* _How to complete this task_: The required output is the line with "Point to the ear" and each line that follows it to the end of the entries below, copied exactly and with nothing added.

▶

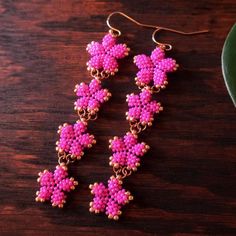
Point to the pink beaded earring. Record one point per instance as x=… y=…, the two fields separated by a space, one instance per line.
x=74 y=138
x=127 y=150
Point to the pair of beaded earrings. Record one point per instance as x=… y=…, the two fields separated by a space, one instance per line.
x=126 y=150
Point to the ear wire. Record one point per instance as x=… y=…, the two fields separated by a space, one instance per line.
x=157 y=28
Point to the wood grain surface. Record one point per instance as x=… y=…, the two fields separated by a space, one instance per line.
x=186 y=183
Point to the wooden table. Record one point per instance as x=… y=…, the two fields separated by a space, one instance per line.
x=186 y=183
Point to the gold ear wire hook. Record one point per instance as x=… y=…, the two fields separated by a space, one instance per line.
x=167 y=46
x=158 y=28
x=127 y=17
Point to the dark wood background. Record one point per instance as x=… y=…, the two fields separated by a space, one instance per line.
x=186 y=184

◀

* _Written solution_:
Point to the ear wire. Record one point per instance as x=… y=…, the two fields separated by a space, one instance per line.
x=157 y=28
Point to the wood grain surface. Record one point per instance as x=… y=…, the two fields separated by a space, one instance per line.
x=186 y=183
Point to the wooden table. Record one point per instance as x=… y=…, the two fields separated by a space, one instance per line.
x=186 y=183
Point to the gold ear wire hook. Record one point per instance as x=… y=…, the two fields separated by a space, one instance per line.
x=167 y=46
x=158 y=28
x=127 y=17
Point to the dark wood background. Record one point per instance as x=… y=…, the two fields separated by a space, one instance per line.
x=186 y=184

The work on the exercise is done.